Work to do: Set out every line of the listing below as a Markdown table with the columns "Row" and "Line", numbering the rows in order and leaving out any blank lines.

** BEGIN Items **

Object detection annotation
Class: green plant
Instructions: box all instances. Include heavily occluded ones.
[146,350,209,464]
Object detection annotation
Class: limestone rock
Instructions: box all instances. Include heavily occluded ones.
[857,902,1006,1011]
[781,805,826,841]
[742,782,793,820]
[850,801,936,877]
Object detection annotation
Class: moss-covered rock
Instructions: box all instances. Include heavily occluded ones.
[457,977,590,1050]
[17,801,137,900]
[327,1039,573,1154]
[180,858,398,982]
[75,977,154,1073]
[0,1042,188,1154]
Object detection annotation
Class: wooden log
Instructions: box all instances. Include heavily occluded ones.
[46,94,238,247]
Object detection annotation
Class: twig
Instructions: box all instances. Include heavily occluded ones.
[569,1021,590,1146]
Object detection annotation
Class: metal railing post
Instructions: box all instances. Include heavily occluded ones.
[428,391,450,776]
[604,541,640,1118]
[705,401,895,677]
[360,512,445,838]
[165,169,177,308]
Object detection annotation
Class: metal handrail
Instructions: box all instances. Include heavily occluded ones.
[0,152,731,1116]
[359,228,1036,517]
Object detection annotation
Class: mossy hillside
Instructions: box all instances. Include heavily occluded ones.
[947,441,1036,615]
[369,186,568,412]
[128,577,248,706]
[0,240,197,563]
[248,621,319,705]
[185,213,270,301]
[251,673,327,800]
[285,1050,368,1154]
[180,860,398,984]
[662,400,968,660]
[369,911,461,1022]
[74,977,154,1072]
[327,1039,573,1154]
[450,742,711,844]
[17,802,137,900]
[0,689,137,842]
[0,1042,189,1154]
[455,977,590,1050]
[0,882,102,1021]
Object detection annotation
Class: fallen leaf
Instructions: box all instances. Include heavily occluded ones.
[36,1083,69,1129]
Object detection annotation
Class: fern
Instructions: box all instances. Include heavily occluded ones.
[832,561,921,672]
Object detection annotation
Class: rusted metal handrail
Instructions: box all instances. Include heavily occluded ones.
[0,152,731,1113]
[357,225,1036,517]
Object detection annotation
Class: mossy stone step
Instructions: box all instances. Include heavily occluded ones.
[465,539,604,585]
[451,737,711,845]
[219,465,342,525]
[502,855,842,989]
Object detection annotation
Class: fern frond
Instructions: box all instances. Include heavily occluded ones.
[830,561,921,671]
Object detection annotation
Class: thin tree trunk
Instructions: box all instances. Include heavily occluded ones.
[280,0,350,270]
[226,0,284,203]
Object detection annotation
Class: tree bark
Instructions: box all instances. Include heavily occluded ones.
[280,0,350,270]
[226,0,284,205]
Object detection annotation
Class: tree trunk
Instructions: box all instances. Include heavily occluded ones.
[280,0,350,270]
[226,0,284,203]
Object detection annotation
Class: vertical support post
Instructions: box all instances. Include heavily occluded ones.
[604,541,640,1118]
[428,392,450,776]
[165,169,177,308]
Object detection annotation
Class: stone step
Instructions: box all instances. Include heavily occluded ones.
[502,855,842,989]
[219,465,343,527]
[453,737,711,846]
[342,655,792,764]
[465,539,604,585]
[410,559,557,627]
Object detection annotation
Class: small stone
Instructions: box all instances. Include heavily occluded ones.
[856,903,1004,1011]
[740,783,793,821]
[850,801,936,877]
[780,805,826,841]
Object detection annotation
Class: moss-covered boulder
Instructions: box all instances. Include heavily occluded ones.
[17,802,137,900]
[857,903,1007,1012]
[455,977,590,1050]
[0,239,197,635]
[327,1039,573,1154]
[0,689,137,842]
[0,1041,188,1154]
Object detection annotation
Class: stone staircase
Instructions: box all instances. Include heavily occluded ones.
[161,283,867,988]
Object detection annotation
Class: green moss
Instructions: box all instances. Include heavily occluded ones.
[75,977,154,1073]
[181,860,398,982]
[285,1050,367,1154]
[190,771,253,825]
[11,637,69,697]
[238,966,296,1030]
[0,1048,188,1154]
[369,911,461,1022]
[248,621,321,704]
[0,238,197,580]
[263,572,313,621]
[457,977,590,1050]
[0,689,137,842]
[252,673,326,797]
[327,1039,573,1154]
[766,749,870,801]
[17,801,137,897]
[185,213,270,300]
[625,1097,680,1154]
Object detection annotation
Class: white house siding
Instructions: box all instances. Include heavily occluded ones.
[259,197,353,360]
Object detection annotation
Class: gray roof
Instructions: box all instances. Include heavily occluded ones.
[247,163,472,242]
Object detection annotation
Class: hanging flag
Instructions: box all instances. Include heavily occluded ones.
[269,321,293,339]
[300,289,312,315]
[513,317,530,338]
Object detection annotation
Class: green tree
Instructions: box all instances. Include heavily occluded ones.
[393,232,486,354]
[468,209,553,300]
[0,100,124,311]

** END Items **

Complete answer:
| Row | Line |
|---|---|
| 1 | Object detection annotation |
| 2 | Class: green plant |
| 3 | Instructions: box all instances. Include heavily occluded ones. |
| 4 | [146,350,209,464] |
| 5 | Object detection annotation |
| 6 | Class: limestone rock |
| 7 | Instructions: box all instances. Include heavily occluded ones. |
| 8 | [857,902,1006,1011] |
| 9 | [781,805,826,841] |
| 10 | [742,782,793,820] |
| 11 | [850,801,936,877] |
| 12 | Object detection annotation |
| 13 | Class: moss-covered rock |
| 14 | Instructions: box all instances. Include heavily occluded ones. |
| 15 | [457,977,590,1050] |
| 16 | [17,801,137,900] |
| 17 | [327,1039,573,1154] |
| 18 | [180,858,398,982] |
| 19 | [75,977,154,1073] |
| 20 | [0,1042,188,1154] |
| 21 | Object detection annotation |
| 22 | Class: wooden log |
| 23 | Instructions: box all instances. Include heavily occluded ones. |
| 24 | [46,94,238,247] |
| 25 | Object detection annotation |
| 26 | Class: twig |
| 27 | Instructions: box all instances. Include heavily occluded ones. |
| 28 | [569,1021,590,1146] |
| 29 | Object detection annotation |
| 30 | Class: metal railing post |
| 31 | Instructions: box all instances. Include heavily occluded ones. |
| 32 | [428,391,450,776] |
| 33 | [604,541,640,1118] |
| 34 | [705,401,895,677] |
| 35 | [360,512,445,838] |
| 36 | [165,169,177,308] |
| 37 | Object detection annotation |
| 38 | Class: metal handrail |
| 39 | Instructions: box all instances. Include heavily occluded ones. |
| 40 | [0,152,731,1116] |
| 41 | [359,228,1036,517] |
| 42 | Object detection annotation |
| 43 | Class: mossy hillside |
| 44 | Instructions: box all instances. Include heavily occluded ones. |
| 45 | [947,441,1036,615] |
| 46 | [369,186,568,412] |
| 47 | [128,577,248,706] |
| 48 | [0,240,197,563] |
| 49 | [248,621,319,705] |
| 50 | [185,213,270,301] |
| 51 | [251,673,327,800] |
| 52 | [285,1050,368,1154] |
| 53 | [180,860,398,984] |
| 54 | [662,400,968,660] |
| 55 | [369,911,461,1022] |
| 56 | [74,977,154,1072] |
| 57 | [327,1039,573,1154] |
| 58 | [450,742,711,844] |
| 59 | [17,802,137,900] |
| 60 | [0,689,137,842] |
| 61 | [0,1042,189,1154] |
| 62 | [455,977,590,1050] |
| 63 | [0,882,102,1021] |
| 64 | Object detection annotation |
| 65 | Class: fallen leaf |
| 66 | Instructions: box all instances. Include heavily occluded ones. |
| 67 | [36,1083,69,1129] |
| 68 | Object detection annotation |
| 69 | Class: fern |
| 70 | Instructions: box all instances. Include heavily occluded ones. |
| 71 | [832,561,921,672] |
| 72 | Object detection annotation |
| 73 | Class: rusted metal handrail |
| 74 | Instructions: box all instances. Include heavily occluded ones. |
| 75 | [0,152,731,1113] |
| 76 | [357,225,1036,517] |
| 77 | Object detection annotation |
| 78 | Class: mossy stone step |
| 79 | Instructions: box all instances. Include heavily occluded ones. |
| 80 | [465,539,604,585] |
| 81 | [451,737,711,845] |
| 82 | [219,465,342,525] |
| 83 | [502,855,842,989] |
| 84 | Object detection annotation |
| 85 | Class: fern frond |
| 86 | Instructions: box all instances. Include heavily occluded ones. |
| 87 | [830,561,921,671] |
| 88 | Object detection annotation |
| 89 | Class: thin tree trunk |
| 90 | Instructions: box all instances. Include heavily occluded ones. |
| 91 | [280,0,350,270] |
| 92 | [226,0,284,203] |
| 93 | Object detection annotation |
| 94 | Class: tree bark |
| 95 | Instructions: box all instances. Include heavily occluded ones. |
| 96 | [280,0,350,270] |
| 97 | [226,0,284,205] |
| 98 | Object detection annotation |
| 99 | Class: tree trunk |
| 100 | Instructions: box all instances. Include heavily occluded ones. |
| 101 | [280,0,350,270] |
| 102 | [226,0,284,203] |
| 103 | Object detection annotation |
| 104 | Class: vertical support post |
| 105 | Instructions: box all instances. Include heavily occluded ones. |
| 106 | [604,541,640,1118] |
| 107 | [428,392,450,776] |
| 108 | [165,169,177,308] |
| 109 | Object detection annotation |
| 110 | Class: stone step |
| 111 | Instructions: box all instances. Include heavily occluded ones. |
| 112 | [502,855,842,989] |
| 113 | [219,465,343,527] |
| 114 | [453,737,711,846] |
| 115 | [342,655,792,764] |
| 116 | [465,539,604,585] |
| 117 | [410,559,557,627] |
| 118 | Object detection annotation |
| 119 | Class: small stone |
| 120 | Instructions: box all instances. Include heavily occluded ones. |
| 121 | [856,903,1004,1011] |
| 122 | [740,783,793,821] |
| 123 | [850,801,936,877] |
| 124 | [780,805,826,841] |
| 125 | Object detection annotation |
| 126 | Class: moss-covered boulder |
| 127 | Instructions: box all instances. Include heavily occluded ones. |
| 128 | [17,802,137,900] |
| 129 | [857,903,1007,1012] |
| 130 | [455,977,590,1050] |
| 131 | [0,239,197,635] |
| 132 | [327,1039,573,1154] |
| 133 | [0,689,137,842] |
| 134 | [0,1041,188,1154] |
| 135 | Object detection annotation |
| 136 | Class: stone staircase |
| 137 | Instructions: box all instances. Include heavily occluded ones. |
| 138 | [161,283,867,988] |
| 139 | Object detection annotation |
| 140 | Class: green moss |
| 141 | Instructions: box all instances. Include heavily occluded ones. |
| 142 | [75,977,154,1073] |
| 143 | [181,860,398,982] |
| 144 | [285,1050,367,1154] |
| 145 | [190,771,253,825] |
| 146 | [11,637,69,697] |
| 147 | [238,966,296,1030] |
| 148 | [0,1048,188,1154] |
| 149 | [369,911,461,1022] |
| 150 | [248,621,321,704] |
| 151 | [0,238,197,580] |
| 152 | [263,572,313,621] |
| 153 | [457,977,590,1050] |
| 154 | [0,689,137,842] |
| 155 | [252,673,326,797] |
| 156 | [327,1039,573,1154] |
| 157 | [766,749,870,801] |
| 158 | [17,801,137,897] |
| 159 | [185,213,270,300] |
| 160 | [625,1097,680,1154] |
| 161 | Object detection annotation |
| 162 | Class: white house siding |
| 163 | Instructions: box all instances. Include heavily occluded ones. |
| 164 | [259,197,353,360] |
| 165 | Object detection annotation |
| 166 | Class: gray roof |
| 167 | Instructions: box all instances. Include heavily occluded ones. |
| 168 | [247,163,472,242] |
| 169 | Object detection annotation |
| 170 | Class: hanging flag |
| 171 | Instructions: box all instances. Include heavily occluded ones. |
| 172 | [269,321,293,339] |
| 173 | [300,289,312,315] |
| 174 | [513,317,530,338] |
| 175 | Object detection annotation |
| 176 | Class: green tree |
| 177 | Instructions: box all instances. Include heavily occluded ones. |
| 178 | [393,232,486,354] |
| 179 | [468,209,553,300] |
| 180 | [0,100,124,311] |